_Records to process_

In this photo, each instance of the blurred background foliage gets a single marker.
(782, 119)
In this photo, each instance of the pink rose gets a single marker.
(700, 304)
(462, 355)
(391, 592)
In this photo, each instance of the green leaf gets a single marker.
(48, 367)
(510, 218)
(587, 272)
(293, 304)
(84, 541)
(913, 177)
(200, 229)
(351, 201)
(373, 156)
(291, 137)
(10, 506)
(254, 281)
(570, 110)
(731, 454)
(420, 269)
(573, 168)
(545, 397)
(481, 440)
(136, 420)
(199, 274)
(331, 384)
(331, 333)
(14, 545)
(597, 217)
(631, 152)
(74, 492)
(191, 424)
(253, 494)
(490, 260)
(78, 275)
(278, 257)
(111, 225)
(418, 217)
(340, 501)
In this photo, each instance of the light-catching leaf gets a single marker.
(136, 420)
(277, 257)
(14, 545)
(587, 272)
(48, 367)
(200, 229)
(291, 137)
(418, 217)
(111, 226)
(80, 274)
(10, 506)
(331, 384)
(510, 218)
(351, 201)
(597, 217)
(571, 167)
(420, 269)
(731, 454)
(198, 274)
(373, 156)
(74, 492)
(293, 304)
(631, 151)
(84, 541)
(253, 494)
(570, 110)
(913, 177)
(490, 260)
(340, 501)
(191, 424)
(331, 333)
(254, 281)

_What is expected_
Each line from the one holding "In this photo, each instance of the green" through the last line of the data is to be transcribed exactly, with nothing else added.

_Response below_
In this photo, each instance of the green leaf gets a single marker.
(48, 367)
(510, 218)
(587, 272)
(293, 304)
(84, 541)
(913, 177)
(200, 229)
(351, 201)
(373, 156)
(291, 137)
(10, 506)
(254, 281)
(570, 110)
(731, 454)
(420, 269)
(573, 168)
(545, 397)
(481, 440)
(136, 420)
(199, 274)
(331, 384)
(331, 333)
(14, 545)
(597, 217)
(631, 152)
(74, 492)
(191, 424)
(253, 494)
(490, 260)
(78, 275)
(278, 257)
(111, 225)
(418, 217)
(340, 501)
In this photo, each instance of the light-catching leaf gets a single marker.
(136, 420)
(277, 257)
(14, 545)
(587, 272)
(48, 367)
(200, 229)
(291, 137)
(418, 217)
(111, 226)
(80, 274)
(10, 506)
(331, 384)
(510, 218)
(351, 201)
(597, 217)
(571, 167)
(420, 269)
(731, 454)
(198, 274)
(373, 156)
(74, 492)
(293, 304)
(631, 151)
(84, 541)
(253, 494)
(570, 110)
(913, 177)
(490, 260)
(340, 501)
(191, 424)
(331, 333)
(254, 281)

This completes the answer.